TASK REQUIREMENTS -
[1] Return the passage of the Cell BE tutorial starting at "hello_ppu.c ( single-threaded" and ending at "the pthread_create function.", copied word for word.
[2] Locate every line in the entries that contains the string "floor" and copy each one out in full.

═══ TEXT EXCERPT ═══

Cell BE Tutorial

De LemmaWiki

A step-by-step tutorial on Cell BE programming by Manoel T. F. Cunha, D.Sc.

Conteúdo

HELLO WORLD

SPE Runtime Management Library Version 1 to Version 2 Migration Guide

Hello World
hello_ppu.c ( non-threaded )

#include<stdio.h>
#include<libspe2.h>
extern spe_program_handle_t hello_spu;
int main(void) {
  spe_context_ptr_t context;
  unsigned int entry = SPE_DEFAULT_ENTRY;
  // initialize context data structure
  context = spe_context_create(0,NULL);
  if (context == NULL) printf("context_create error\n");
  // load executable into the SPE's local store
  if (spe_program_load(context,&hello_spu))
    printf("program_load error\n");
  if (spe_context_run(context,&entry,0,NULL,NULL,NULL) < 0)
    printf("context_run error\n");
  // release associated resources and free memory
  spe_context_destroy(context);
  printf ("Hello world ! PPU\n");
  return 0;
}

hello_ppu.c ( single-threaded )

#include<stdio.h>
#include<libspe2.h>
#include<pthread.h>
// A secondary function must be defined
// which is passed to the pthread_create function.
// The secondary function should run the SPU context.

═══ DATASET ENTRIES ═══

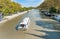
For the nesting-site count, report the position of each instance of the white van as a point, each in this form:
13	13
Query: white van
24	24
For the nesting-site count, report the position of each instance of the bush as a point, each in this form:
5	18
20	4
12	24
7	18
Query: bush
52	10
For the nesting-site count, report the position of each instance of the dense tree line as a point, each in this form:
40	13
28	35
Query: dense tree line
8	7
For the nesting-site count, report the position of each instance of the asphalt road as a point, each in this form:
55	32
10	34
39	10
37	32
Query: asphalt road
40	28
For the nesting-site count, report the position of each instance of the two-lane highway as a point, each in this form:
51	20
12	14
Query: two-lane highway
39	28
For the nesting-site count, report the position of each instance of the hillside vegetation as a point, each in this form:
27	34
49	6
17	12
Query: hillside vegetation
48	4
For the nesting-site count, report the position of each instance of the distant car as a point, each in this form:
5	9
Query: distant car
57	17
24	24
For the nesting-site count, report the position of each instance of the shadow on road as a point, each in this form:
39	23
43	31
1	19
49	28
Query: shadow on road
50	34
48	24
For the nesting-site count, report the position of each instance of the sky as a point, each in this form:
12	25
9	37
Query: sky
29	3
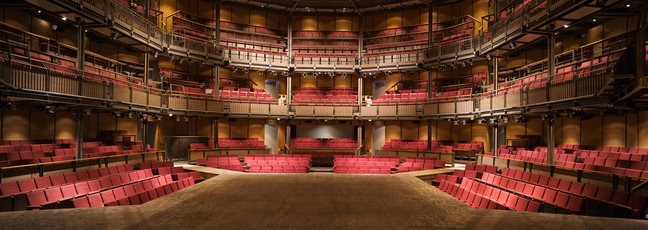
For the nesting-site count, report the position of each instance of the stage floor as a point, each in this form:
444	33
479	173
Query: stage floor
305	201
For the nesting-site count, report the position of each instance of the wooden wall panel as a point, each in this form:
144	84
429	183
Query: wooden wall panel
42	125
225	13
411	17
308	23
379	22
592	131
392	130
240	15
344	24
325	23
394	20
65	126
614	131
256	129
273	20
409	130
242	128
257	18
571	131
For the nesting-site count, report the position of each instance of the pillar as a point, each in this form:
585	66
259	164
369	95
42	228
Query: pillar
551	49
216	92
360	86
79	135
288	89
429	147
495	132
550	141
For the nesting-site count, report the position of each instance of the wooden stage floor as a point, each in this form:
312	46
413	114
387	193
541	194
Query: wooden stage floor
305	201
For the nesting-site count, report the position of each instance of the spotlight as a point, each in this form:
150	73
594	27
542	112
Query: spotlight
114	35
512	45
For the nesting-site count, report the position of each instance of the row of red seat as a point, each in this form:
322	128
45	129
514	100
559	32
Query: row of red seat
10	191
61	196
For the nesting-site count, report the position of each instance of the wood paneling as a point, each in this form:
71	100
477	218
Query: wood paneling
326	23
308	23
394	20
257	18
411	17
240	15
42	125
65	126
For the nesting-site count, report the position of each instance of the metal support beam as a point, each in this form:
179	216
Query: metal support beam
79	135
550	142
80	64
360	87
215	132
494	147
360	40
551	49
429	145
216	92
288	90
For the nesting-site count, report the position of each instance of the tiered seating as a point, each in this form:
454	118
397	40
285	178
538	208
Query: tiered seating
482	196
565	196
240	143
245	94
347	143
332	96
402	97
267	163
229	162
365	164
52	191
413	163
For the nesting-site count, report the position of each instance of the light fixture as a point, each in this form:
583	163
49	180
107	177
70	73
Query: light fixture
513	44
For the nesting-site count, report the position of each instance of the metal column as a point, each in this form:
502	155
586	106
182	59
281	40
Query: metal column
216	92
429	147
79	135
288	90
552	52
550	141
495	132
360	87
81	52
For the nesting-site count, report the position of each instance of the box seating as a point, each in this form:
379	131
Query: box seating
267	163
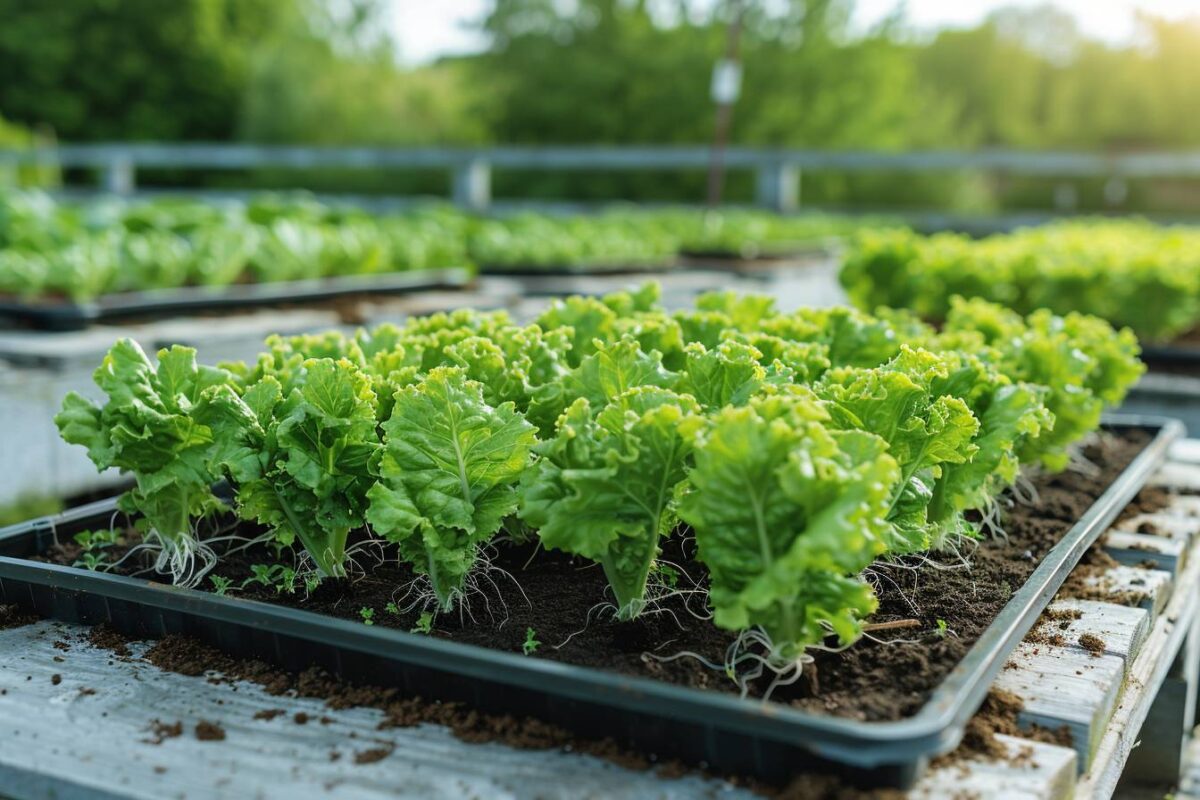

═══

RESULTS OF THE TASKS -
[1]
hello_ppu.c ( single-threaded )

#include<stdio.h>
#include<libspe2.h>
#include<pthread.h>
// A secondary function must be defined
// which is passed to the pthread_create function.

[2]
For the nesting-site count, report the position of each instance of the stage floor as a point, each in this form:
Query: stage floor
For the nesting-site count, report the position of each instance of the wooden stage floor as a point, each in this form:
Query: wooden stage floor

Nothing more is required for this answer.